◆ To do: Copy out the complete listing, word for word.

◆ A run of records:
━━━━━━━━━━━━━━━━━━━━━━━━━━━━━━
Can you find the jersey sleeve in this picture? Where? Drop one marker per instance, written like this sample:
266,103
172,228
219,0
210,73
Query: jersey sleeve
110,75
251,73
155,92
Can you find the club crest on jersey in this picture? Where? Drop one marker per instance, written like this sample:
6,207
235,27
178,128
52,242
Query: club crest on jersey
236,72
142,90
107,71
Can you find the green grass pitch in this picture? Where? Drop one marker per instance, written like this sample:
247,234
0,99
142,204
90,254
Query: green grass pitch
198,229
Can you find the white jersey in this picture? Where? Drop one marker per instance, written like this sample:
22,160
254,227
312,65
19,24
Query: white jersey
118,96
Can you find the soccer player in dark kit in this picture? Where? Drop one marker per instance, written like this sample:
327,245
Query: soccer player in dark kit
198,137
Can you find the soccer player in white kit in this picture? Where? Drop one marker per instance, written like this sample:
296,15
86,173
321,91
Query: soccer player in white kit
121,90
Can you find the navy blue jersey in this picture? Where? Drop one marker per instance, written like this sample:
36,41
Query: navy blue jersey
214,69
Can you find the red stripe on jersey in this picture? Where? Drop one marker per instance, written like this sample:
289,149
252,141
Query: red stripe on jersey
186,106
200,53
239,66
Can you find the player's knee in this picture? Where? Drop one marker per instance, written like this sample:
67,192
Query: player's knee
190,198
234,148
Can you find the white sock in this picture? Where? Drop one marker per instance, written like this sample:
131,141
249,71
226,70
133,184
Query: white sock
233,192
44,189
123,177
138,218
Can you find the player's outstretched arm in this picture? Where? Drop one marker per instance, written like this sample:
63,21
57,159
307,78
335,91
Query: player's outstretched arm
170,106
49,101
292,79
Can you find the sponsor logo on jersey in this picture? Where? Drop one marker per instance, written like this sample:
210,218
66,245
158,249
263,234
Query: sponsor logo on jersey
━━━━━━━━━━━━━━━━━━━━━━━━━━━━━━
◆ Correct response:
Can you find the jersey sleeve in this picture? Where? Drop one marker per instance, written like this sample:
266,103
172,228
219,0
210,73
Query: jersey sleeve
110,75
251,73
155,92
Can you find the club crest on jersey in this picture? Where? Drop one marker per instance, written like this sample:
6,207
235,27
178,128
52,242
Query: club crest on jersey
236,72
142,90
107,71
Can you find the green grass pitch in this picture? Where? Drop one marker per instance, written like this sample:
247,234
0,99
142,204
90,254
Query: green grass pitch
198,229
Can you find the white jersey in this picture? Where? Drop one marker per instance, written like this sample:
22,160
254,227
312,65
19,24
Query: white jersey
118,96
Can you find the soccer player in dark kit in this picture? Where? Drop one marker per instance, written like this sample:
327,245
Query: soccer player in dark kit
198,137
Can you find the soccer player in white kit in this picture? Where? Drop one marker per instance, written like this sample:
296,15
86,173
321,91
Query: soccer player in white kit
121,90
Can you find the navy blue jersey in this picture? Where? Drop one marker per instance, written like this sample:
36,41
Query: navy blue jersey
214,69
Can you find the red stripe on jersey in this picture? Where? Drop one marker per instance, written like this sample:
289,149
252,141
Query: red stripe on jersey
186,106
200,53
239,66
Can you find the player's knee in this picture? Where? Drop one marker per instance, written like this sample:
67,192
Query: player's knee
190,198
234,148
Can you find the white sock in this picture? Where? Drop one marker per instance, written like this sample:
131,141
249,71
226,70
133,184
Query: white sock
233,192
44,189
123,177
138,218
Can you find the player's outstretched arm in this picture? Where? Drop one marker per instance, written like this sample:
63,21
57,159
307,78
335,91
Query: player's outstretched arm
170,106
49,101
292,79
Can you find the sponsor logo on jersey in this picture? Where? Drop one marker per instance, written like this sample:
210,218
66,245
158,249
263,234
Query: sponsor logo on jersey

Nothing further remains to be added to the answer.